▶ Brief
Scale the part of the records that opens at their start and closes with the line containing "point(607, 204)", both ends included. Reproduce every line, requests too, with each coordinate in the answers multiplied by 2.1 and rounded to a whole number (halves up), and leave out the pictures.
════════════════
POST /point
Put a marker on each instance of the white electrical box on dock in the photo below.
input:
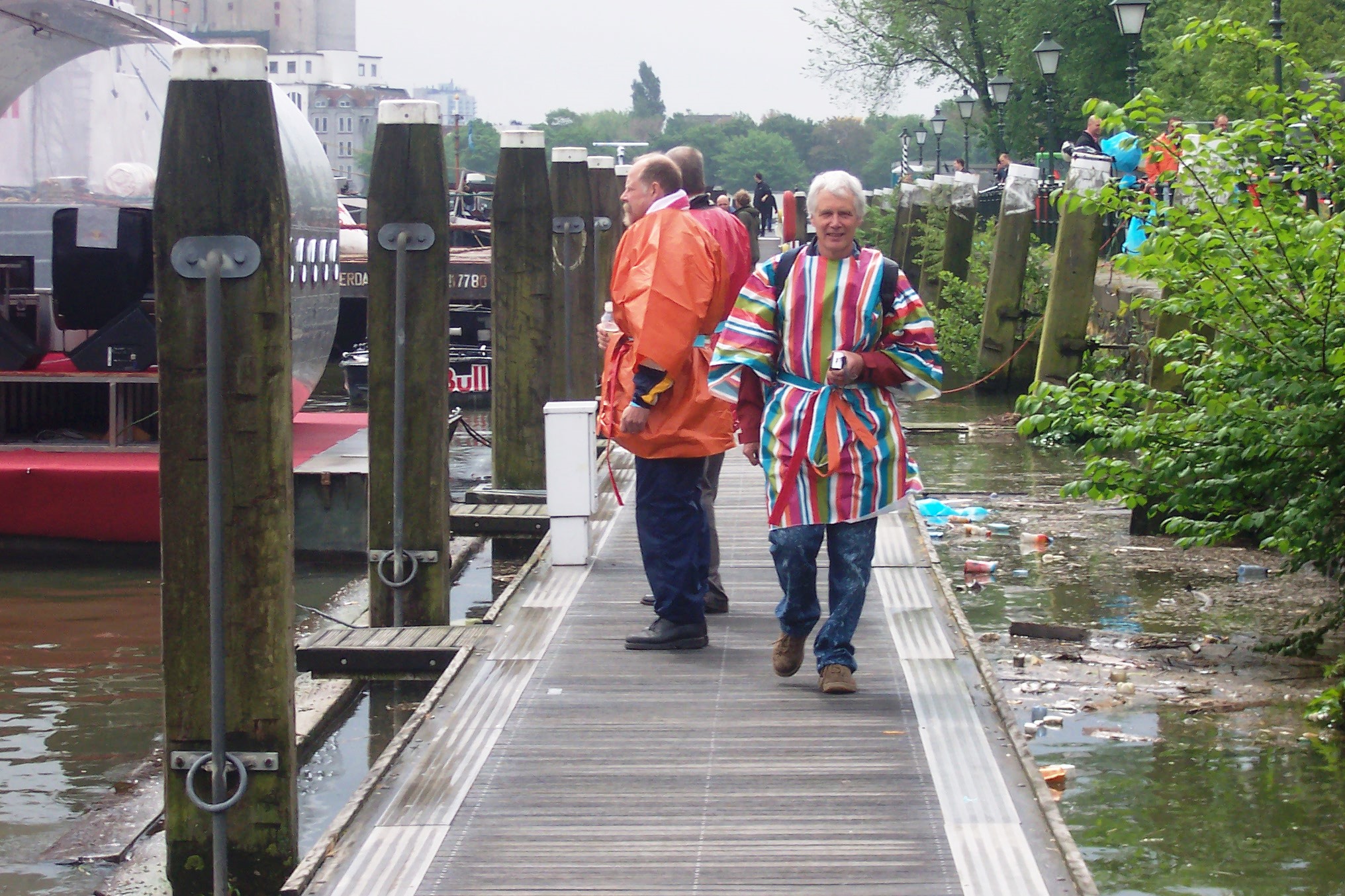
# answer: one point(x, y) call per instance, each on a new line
point(571, 478)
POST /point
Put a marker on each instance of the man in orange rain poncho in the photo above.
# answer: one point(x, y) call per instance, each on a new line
point(736, 247)
point(669, 292)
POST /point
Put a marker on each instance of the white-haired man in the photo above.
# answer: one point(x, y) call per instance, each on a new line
point(833, 332)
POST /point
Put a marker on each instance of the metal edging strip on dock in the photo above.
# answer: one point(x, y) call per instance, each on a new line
point(968, 841)
point(467, 739)
point(985, 833)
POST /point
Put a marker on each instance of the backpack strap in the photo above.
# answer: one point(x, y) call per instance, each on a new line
point(887, 287)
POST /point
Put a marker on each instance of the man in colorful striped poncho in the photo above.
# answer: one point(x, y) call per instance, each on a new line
point(814, 372)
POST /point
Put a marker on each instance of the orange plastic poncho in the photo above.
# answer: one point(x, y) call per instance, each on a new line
point(669, 287)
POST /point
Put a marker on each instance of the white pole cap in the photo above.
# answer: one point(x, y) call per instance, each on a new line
point(522, 139)
point(408, 112)
point(220, 62)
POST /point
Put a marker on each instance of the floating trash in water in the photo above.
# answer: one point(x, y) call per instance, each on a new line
point(1248, 572)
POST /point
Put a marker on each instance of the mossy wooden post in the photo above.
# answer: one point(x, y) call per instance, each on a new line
point(1072, 272)
point(962, 225)
point(909, 257)
point(221, 174)
point(575, 358)
point(408, 186)
point(521, 310)
point(941, 198)
point(1007, 267)
point(902, 222)
point(607, 204)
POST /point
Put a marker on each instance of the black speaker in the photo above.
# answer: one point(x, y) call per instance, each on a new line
point(92, 286)
point(17, 350)
point(125, 343)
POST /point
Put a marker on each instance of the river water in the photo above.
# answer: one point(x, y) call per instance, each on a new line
point(1231, 805)
point(1222, 807)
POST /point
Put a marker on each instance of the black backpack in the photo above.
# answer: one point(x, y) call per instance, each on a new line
point(887, 287)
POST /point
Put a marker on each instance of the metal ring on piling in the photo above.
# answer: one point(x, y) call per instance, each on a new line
point(384, 579)
point(226, 805)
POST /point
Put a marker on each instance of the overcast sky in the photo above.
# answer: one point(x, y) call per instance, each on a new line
point(522, 58)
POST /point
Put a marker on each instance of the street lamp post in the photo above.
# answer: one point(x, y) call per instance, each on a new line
point(966, 108)
point(1130, 19)
point(1048, 62)
point(999, 88)
point(1277, 30)
point(938, 123)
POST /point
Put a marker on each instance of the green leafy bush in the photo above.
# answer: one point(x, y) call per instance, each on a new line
point(1248, 441)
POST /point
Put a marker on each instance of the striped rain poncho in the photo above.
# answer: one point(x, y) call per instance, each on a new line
point(857, 463)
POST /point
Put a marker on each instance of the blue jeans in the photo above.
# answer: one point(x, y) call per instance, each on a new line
point(851, 552)
point(674, 536)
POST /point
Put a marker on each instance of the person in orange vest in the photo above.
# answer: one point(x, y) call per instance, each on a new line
point(1164, 156)
point(669, 292)
point(736, 247)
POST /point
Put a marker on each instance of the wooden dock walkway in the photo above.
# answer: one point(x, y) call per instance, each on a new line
point(559, 762)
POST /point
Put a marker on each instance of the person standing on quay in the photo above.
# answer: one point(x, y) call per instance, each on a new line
point(737, 255)
point(765, 202)
point(751, 220)
point(831, 332)
point(669, 291)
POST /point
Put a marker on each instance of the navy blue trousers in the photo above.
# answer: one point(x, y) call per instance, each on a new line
point(674, 535)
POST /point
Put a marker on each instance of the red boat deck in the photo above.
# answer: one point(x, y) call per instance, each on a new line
point(115, 496)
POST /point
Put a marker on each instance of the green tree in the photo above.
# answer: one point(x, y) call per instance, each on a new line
point(1247, 443)
point(798, 131)
point(772, 155)
point(841, 144)
point(647, 95)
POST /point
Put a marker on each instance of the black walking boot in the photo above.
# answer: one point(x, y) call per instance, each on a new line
point(667, 635)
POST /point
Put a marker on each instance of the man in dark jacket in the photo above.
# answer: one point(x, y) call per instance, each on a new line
point(765, 202)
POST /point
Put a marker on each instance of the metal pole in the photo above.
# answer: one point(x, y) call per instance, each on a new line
point(216, 526)
point(1277, 31)
point(1133, 69)
point(398, 424)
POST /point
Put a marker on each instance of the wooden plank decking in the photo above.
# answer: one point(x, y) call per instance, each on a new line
point(561, 763)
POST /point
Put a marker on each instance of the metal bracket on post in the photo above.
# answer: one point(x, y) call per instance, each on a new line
point(567, 226)
point(400, 238)
point(214, 260)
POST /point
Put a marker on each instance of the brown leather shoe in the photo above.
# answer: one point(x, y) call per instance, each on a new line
point(837, 680)
point(787, 654)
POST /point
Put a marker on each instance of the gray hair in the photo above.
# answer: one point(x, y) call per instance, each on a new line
point(838, 183)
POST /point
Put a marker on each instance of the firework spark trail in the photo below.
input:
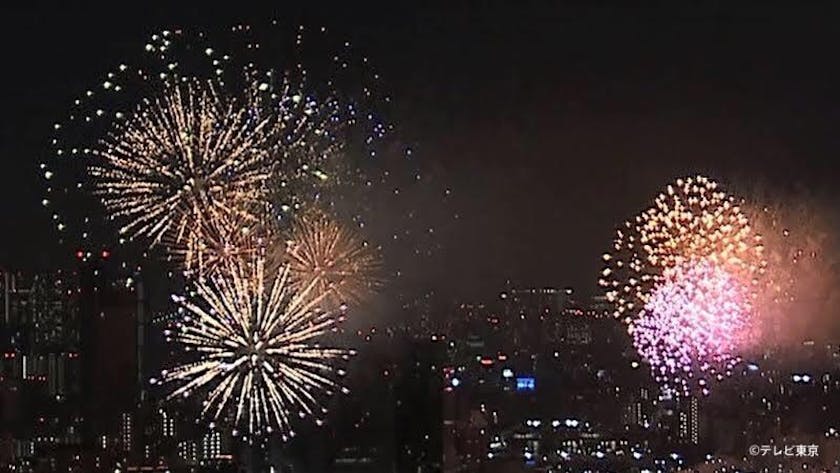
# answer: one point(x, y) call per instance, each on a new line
point(691, 220)
point(258, 355)
point(684, 275)
point(693, 325)
point(207, 247)
point(331, 259)
point(181, 159)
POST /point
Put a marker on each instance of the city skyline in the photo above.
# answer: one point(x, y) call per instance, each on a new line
point(381, 238)
point(598, 100)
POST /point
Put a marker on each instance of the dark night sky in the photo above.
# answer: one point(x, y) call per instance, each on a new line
point(552, 123)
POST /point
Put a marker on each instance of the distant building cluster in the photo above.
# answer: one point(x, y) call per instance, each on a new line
point(530, 379)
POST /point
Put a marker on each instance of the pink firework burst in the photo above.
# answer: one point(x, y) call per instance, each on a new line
point(693, 326)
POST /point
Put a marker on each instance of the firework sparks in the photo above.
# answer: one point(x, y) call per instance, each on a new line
point(214, 242)
point(692, 325)
point(330, 258)
point(258, 355)
point(181, 158)
point(691, 220)
point(683, 276)
point(798, 245)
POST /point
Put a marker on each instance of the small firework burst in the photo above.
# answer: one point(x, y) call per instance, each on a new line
point(332, 259)
point(258, 361)
point(181, 158)
point(692, 220)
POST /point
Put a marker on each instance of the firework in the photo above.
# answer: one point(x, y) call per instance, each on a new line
point(683, 276)
point(256, 343)
point(801, 276)
point(181, 158)
point(693, 325)
point(332, 259)
point(692, 220)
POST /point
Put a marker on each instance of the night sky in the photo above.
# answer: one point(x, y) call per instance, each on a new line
point(551, 124)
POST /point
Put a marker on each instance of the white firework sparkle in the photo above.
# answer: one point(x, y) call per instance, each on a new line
point(260, 363)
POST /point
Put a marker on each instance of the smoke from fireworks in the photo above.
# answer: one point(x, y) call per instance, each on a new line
point(800, 247)
point(682, 276)
point(258, 359)
point(330, 258)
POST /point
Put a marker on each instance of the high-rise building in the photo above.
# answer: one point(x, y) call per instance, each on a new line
point(418, 417)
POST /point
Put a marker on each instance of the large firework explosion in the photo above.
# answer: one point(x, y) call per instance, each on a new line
point(182, 159)
point(313, 106)
point(164, 142)
point(331, 258)
point(654, 276)
point(257, 360)
point(693, 325)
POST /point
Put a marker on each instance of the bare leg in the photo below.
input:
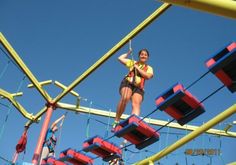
════════════════
▶ Full solution
POST /point
Put a marker on each instance of the white electrical box on dock in the photo below.
input:
# answer: one point(x, y) call per instance, each on a new line
point(1199, 1004)
POST /point
Put a marker on each instance of the man in orange rain poncho in the photo above.
# answer: one point(x, y) call per instance, each on a new line
point(1546, 519)
point(1405, 613)
POST /point
Put a marker on each instance of the white-haired man in the photo above.
# answer: one point(x, y) call per instance, each on a new line
point(1749, 697)
POST /point
Put a marker on each instance of the metal edging strip on dock in the photo above.
# answer: one point(x, y) call per instance, each on a new line
point(2033, 1766)
point(981, 1552)
point(2069, 1749)
POST /point
Put a marker on each instance of the backpack strap in the photo above.
# answer: one point(x, y) call per instance, each on a new line
point(1863, 603)
POST /point
Put a marker on each instance of the man in colorful striped poncho in the photo above.
# answer: one point(x, y) call per instance, each on a new line
point(1709, 781)
POST /point
Put a marker on each instance of the orange plastic poncho in the photo above.
# answer: one point(x, y) call per instance, each on a new line
point(1405, 603)
POST /point
Put a marker on each instance of the white pole cap in the photo above.
# answer: one point(x, y) call per instance, each on a new line
point(1096, 292)
point(857, 235)
point(462, 130)
POST /point
Put a marker on each instance of the floating trash in water in the photo above.
# answer: one point(x, y) call per instance, each on a new line
point(2621, 1201)
POST /point
Put a marker on each instance of the mossy wooden post in the photo above.
# answer: one point(x, y) call per instance, each on a new line
point(2251, 571)
point(2020, 473)
point(1909, 540)
point(464, 365)
point(1208, 752)
point(857, 391)
point(1094, 651)
point(1976, 416)
point(2115, 561)
point(1894, 466)
point(1275, 428)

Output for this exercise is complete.